* _EXCERPTED PASSAGE_
-- BEGIN --

# Hay Beginner



## bsbentley (Feb 10, 2011)

I have a few questions on hay types in the Texas Blacklands:

I have done research on several types of grasses (World Feeder, Tifton-85, Tifton-44, Coastal, Jiggs, etc) but I havent found anything directly relating the burmuda in the blacklands. So my question is what is the best hybrid suitable for the black clay soil that will produce the best yeild. There has to be another blackland farmer out there who can answer my questions. I live near Greenville, Tx, an will likely be sprigging about 100 acres next year so im beginning my studies now. Thank you for the help.


----------



## hay wilson in TX (Jan 28, 2009)

Allow me to start by saying not Blacklands are the same. I am 8 miles south of Temple on tight clay with an 8 pH. 
From my perspective the ultimate bermudagrass is Tifton 85. Under equal treatment it will out yield any other by 15%. Add to that fed to cattle it will gain 15% more for the same amount of feed. 
But it is difficult to get sprigged. It is not a free lunch all that yield comes with fertilizer.

-- END --

* _PROVIDED MATERIAL_

-- BEGIN --

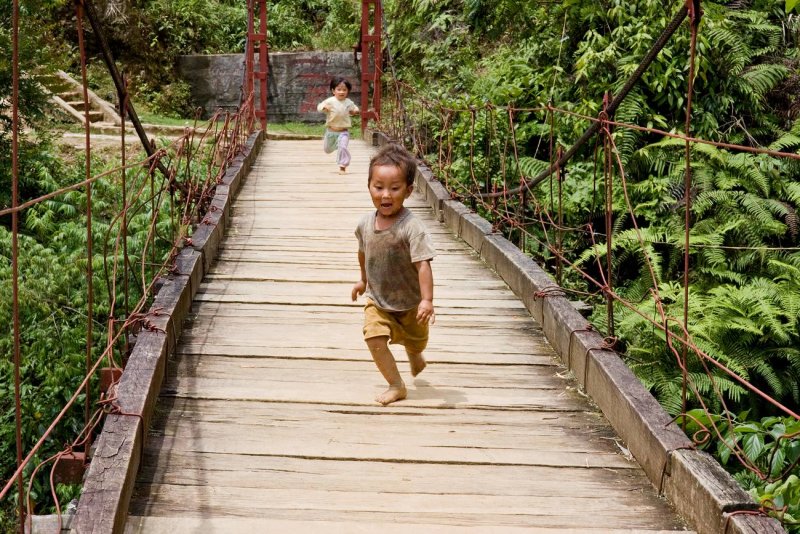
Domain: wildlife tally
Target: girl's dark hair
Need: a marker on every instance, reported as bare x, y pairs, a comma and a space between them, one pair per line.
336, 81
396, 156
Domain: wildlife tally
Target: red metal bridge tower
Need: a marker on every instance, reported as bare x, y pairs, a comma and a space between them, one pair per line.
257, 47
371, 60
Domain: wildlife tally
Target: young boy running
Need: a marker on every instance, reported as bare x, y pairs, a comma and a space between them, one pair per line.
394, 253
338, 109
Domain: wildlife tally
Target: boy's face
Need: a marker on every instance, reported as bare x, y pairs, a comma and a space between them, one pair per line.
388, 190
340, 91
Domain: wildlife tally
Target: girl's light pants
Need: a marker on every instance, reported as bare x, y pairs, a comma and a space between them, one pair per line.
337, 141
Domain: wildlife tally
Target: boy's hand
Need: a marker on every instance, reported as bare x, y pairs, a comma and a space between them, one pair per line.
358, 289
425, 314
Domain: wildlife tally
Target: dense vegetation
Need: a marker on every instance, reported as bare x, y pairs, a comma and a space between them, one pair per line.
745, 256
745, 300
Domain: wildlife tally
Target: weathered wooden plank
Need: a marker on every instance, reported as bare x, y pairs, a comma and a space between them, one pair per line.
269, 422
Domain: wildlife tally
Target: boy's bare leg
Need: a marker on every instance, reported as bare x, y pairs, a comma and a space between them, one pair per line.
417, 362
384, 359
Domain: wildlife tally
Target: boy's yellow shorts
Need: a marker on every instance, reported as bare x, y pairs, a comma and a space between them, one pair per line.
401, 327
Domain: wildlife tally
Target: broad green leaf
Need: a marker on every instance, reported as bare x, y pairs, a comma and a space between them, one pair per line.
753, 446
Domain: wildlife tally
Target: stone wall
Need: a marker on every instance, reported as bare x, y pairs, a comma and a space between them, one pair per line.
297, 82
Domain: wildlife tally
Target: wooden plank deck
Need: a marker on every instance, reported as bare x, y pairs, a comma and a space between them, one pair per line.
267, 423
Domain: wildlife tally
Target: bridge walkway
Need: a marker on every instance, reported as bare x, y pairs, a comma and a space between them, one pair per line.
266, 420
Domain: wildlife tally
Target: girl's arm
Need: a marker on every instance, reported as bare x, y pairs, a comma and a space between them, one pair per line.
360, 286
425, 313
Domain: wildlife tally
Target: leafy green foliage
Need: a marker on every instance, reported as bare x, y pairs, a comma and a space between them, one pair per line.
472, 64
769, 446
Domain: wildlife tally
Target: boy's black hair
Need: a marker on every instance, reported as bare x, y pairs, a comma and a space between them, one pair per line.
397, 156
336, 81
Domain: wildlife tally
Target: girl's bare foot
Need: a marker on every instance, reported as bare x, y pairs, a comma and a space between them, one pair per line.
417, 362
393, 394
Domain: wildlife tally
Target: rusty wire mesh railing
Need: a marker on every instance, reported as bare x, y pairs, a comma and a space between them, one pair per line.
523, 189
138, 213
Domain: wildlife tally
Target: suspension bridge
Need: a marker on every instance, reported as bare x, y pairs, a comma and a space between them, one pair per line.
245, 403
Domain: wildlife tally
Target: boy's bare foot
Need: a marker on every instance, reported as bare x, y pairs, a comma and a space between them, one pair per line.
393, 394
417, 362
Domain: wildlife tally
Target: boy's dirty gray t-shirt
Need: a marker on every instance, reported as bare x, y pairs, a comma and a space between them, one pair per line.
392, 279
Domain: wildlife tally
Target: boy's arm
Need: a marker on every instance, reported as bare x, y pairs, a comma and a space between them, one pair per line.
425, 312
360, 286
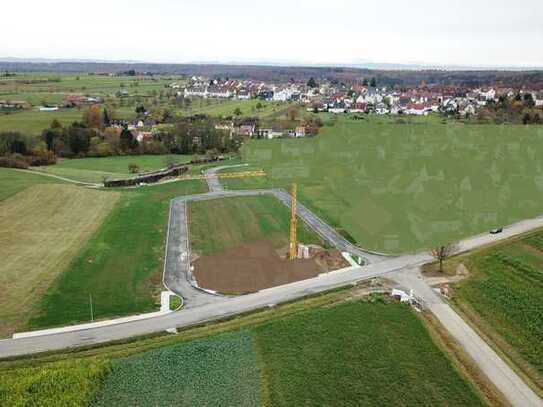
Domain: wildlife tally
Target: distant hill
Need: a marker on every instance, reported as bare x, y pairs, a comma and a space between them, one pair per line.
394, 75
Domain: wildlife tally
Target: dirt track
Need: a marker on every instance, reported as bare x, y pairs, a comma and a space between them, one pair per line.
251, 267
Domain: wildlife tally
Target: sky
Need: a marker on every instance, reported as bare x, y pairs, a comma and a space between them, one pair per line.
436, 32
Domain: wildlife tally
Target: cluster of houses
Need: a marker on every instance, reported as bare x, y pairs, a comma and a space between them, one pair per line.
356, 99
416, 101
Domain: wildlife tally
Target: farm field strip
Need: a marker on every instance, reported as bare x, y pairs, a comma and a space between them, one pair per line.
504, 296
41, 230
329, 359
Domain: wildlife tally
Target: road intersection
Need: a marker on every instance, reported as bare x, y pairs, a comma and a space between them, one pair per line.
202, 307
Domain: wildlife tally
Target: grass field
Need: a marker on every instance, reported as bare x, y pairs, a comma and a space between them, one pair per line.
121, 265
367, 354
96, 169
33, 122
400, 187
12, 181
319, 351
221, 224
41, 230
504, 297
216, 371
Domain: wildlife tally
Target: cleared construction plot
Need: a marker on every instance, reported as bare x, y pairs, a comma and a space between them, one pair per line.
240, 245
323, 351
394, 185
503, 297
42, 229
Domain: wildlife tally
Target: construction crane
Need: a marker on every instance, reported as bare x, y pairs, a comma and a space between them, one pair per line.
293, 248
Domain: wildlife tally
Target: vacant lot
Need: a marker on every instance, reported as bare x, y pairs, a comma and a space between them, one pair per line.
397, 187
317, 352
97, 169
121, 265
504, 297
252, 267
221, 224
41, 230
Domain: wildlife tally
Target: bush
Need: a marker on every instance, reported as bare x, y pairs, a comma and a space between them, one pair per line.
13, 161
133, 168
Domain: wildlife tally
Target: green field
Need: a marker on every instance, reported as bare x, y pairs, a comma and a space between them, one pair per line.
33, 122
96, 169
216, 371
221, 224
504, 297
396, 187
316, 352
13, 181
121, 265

-- END --
-- BEGIN --

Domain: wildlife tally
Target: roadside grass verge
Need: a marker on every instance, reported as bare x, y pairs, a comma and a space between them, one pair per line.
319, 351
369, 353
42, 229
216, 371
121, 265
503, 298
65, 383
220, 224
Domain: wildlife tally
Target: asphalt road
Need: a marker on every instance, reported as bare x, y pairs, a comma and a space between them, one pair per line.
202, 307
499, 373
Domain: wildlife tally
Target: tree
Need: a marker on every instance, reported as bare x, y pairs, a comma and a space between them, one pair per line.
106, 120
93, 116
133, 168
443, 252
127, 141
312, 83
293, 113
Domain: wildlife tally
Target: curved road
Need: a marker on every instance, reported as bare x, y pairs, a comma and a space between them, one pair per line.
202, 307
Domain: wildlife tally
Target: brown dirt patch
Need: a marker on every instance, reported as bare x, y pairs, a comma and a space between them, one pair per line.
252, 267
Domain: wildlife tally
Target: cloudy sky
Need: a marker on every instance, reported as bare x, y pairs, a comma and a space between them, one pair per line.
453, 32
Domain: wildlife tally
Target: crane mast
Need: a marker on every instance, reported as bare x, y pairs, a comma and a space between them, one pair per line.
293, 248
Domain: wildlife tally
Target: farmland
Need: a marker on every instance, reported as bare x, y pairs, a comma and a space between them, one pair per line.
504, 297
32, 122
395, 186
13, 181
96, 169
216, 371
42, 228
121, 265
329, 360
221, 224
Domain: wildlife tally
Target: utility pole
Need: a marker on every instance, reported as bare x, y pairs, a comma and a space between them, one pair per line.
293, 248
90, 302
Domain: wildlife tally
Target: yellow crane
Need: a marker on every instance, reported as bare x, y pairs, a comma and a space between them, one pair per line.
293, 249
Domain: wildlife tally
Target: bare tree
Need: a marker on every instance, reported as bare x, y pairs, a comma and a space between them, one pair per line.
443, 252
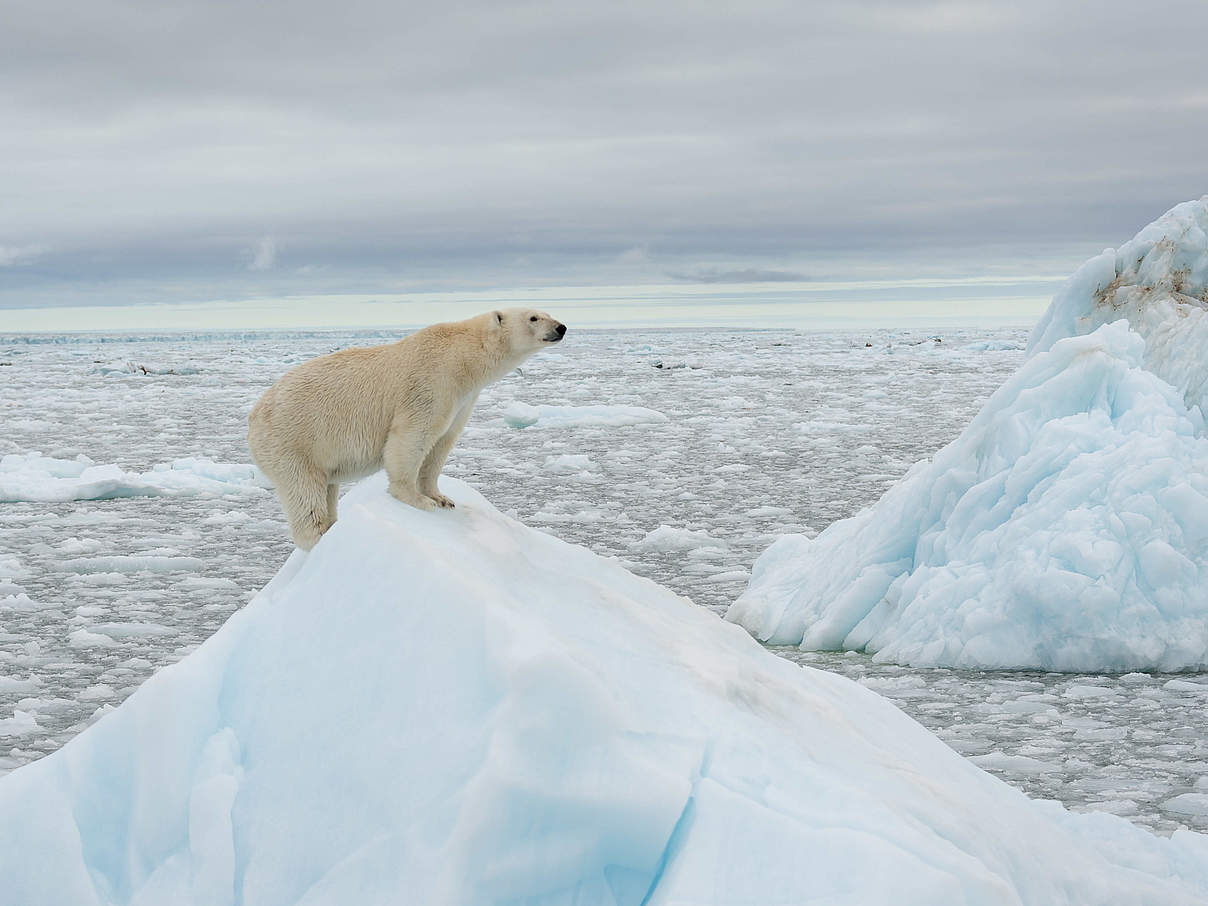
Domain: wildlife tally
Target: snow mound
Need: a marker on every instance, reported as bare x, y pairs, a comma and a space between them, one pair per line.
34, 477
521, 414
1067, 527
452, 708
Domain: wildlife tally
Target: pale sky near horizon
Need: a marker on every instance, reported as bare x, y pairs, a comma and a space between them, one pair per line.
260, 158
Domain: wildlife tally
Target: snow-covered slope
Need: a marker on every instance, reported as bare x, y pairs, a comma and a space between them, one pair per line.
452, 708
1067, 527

-- END --

* _DIRECTIVES_
1 – In the hay thread, the first post names several grass types inside parentheses. List each of them.
2 – Extract from the hay thread everything from "From my perspective" down to "comes with fertilizer.".
3 – Continue the hay thread from the point where it stops.

* _RESULTS_
1 – World Feeder, Tifton-85, Tifton-44, Coastal, Jiggs

2 –
From my perspective the ultimate bermudagrass is Tifton 85. Under equal treatment it will out yield any other by 15%. Add to that fed to cattle it will gain 15% more for the same amount of feed. 
But it is difficult to get sprigged. It is not a free lunch all that yield comes with fertilizer.

3 –
Jiggs will out yield Coastal in East Texas. Here it is best suited to wet ground. On dry dirt it will disappoint you.

World Feeder is over sold & does not do as well as any of the other common bermudagrasses.

Tifton 44 is a good grass but further north. It may work for you.

I suggest you talk to your County Agent he may have some ideas.

For all I know you may be within walking distance of East Texas State Teachers College, It goes by another name now. There you might pick up some good advise.

TAMU Extension has a number of good bulletins that have information.

On these pages is vhaby a fully certified qualified forage authority. He truthfully is a great source of information. He can provide better information than I.


----------



## vhaby (Dec 30, 2009)

Welcome to HayTalk. You have found an excellent site on which to ask your questions relative to forage production. You are wise to research the best hybrid bermudagrass considering that you want to sprig 100 acres.

Since I have been put on the spot by Hay Wilson, allow me to say how lucky you are to be within the consultation radius (100 miles) of the Noble Foundation at Ardmore, Oklahoma. The Noble Foundation offers free consultation to agricultural producers within this radius of Ardmore. I suggest that you contact the Noble Foundation with your question. Their web site is Noble Foundation Agricultural Division This foundation has teams of consultants assigned to various regions that will work with cooperating producers to improve their agricultural enterprise.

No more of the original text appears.